Problem to work on
Extract each line in the entries below that contains the string "tree".

Stored records
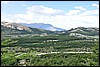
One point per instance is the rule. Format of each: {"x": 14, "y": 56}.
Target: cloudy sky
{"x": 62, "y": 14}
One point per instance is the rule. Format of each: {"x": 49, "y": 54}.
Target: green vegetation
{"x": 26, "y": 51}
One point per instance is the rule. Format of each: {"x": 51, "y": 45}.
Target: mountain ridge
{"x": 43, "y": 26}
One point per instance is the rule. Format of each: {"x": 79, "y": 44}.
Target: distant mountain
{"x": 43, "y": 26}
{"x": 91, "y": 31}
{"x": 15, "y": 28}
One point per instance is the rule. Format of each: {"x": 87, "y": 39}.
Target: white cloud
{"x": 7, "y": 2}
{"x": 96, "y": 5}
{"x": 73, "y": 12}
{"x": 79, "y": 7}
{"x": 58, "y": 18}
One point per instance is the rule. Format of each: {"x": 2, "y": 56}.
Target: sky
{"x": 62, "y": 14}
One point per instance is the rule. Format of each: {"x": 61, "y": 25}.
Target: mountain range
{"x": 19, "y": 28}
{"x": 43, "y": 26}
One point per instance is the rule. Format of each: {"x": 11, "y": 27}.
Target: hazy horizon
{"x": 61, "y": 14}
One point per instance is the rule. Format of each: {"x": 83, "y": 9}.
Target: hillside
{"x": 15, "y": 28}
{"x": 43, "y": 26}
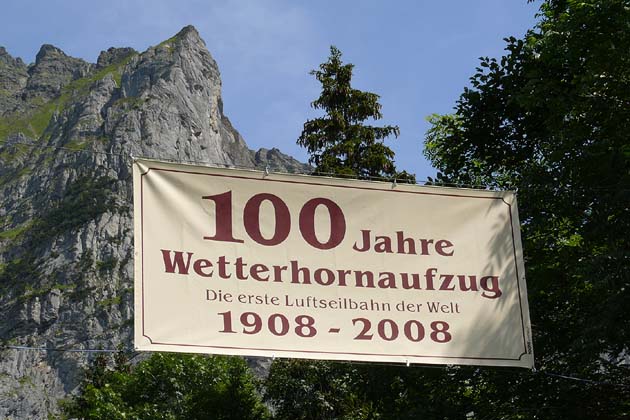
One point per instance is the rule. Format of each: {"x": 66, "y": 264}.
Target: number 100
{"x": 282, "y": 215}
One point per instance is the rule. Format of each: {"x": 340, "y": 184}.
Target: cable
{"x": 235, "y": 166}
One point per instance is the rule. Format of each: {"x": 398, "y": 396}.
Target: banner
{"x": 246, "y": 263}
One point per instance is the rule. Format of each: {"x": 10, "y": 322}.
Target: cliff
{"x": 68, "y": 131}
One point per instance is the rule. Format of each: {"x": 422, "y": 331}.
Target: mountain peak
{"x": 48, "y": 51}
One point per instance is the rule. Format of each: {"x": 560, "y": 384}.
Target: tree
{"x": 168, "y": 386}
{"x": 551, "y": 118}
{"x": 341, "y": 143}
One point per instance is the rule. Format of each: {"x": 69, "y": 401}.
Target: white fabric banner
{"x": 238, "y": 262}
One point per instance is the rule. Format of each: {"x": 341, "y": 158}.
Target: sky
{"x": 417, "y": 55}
==
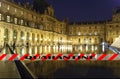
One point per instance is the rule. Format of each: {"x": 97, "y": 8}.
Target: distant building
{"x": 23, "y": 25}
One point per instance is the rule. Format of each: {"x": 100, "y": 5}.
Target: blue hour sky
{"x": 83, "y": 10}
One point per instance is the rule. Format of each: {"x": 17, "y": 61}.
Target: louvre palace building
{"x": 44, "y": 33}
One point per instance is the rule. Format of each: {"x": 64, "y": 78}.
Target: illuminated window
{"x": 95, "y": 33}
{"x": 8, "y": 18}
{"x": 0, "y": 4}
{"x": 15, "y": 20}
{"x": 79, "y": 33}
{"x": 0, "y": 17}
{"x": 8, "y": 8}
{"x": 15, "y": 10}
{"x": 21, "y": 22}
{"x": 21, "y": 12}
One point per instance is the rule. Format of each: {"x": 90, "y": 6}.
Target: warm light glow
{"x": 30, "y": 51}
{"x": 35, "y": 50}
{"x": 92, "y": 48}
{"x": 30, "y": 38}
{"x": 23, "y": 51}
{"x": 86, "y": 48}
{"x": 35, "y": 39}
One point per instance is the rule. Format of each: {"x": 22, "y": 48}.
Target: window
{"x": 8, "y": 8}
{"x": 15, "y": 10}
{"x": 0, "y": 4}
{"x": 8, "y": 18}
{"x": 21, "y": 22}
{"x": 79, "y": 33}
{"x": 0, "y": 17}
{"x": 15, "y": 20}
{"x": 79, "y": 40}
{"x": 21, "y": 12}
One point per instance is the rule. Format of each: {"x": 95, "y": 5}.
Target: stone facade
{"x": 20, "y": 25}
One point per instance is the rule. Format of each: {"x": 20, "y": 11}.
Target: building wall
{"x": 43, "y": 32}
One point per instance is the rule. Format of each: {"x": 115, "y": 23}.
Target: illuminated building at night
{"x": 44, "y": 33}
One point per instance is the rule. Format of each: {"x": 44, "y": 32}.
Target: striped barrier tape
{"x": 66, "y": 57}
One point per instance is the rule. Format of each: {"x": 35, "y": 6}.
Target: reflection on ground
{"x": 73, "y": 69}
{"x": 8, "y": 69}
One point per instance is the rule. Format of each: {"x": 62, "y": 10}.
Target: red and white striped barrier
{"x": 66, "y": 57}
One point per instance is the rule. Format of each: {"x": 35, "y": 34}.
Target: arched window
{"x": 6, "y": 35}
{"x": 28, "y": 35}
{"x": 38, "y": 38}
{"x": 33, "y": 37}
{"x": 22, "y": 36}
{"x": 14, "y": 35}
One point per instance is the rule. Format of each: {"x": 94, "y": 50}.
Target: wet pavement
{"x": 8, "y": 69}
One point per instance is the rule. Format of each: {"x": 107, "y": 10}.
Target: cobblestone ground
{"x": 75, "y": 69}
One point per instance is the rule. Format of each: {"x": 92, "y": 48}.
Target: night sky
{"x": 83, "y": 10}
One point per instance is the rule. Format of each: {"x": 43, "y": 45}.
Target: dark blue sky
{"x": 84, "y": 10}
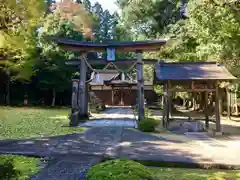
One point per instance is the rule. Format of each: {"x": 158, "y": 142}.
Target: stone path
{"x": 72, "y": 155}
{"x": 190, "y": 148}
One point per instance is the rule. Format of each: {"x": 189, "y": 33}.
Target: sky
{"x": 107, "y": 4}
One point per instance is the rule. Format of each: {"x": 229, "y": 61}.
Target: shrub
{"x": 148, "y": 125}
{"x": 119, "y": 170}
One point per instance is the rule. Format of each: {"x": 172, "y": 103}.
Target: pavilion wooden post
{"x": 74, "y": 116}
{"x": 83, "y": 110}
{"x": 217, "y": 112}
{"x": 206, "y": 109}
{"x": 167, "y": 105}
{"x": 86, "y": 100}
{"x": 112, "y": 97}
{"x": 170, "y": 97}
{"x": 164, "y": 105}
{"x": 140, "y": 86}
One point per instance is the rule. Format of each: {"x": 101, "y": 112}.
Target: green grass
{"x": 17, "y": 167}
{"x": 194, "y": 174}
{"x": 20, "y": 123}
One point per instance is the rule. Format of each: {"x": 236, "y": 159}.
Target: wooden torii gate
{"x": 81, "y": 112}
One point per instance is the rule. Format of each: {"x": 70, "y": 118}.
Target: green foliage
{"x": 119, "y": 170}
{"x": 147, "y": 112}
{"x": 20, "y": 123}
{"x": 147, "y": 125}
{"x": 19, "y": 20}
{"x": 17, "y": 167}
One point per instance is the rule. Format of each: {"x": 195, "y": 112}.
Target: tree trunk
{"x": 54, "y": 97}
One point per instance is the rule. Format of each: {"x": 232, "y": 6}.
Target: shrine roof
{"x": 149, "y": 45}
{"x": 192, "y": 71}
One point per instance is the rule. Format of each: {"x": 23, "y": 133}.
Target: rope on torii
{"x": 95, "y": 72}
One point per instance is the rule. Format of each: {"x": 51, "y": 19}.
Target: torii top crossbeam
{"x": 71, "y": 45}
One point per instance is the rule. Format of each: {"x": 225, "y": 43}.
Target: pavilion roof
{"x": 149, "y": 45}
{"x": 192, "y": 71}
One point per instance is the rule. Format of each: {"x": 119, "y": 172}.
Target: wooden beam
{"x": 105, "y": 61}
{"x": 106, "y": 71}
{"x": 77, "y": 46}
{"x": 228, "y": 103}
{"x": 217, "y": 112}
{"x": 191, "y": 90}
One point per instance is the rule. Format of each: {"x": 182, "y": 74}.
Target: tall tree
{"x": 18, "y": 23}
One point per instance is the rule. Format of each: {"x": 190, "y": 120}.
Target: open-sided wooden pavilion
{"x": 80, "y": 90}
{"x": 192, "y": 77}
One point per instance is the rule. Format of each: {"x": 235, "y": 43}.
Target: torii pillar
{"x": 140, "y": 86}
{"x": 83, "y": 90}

Exercise answer
Target: tree
Target: tree trunk
Target: tall tree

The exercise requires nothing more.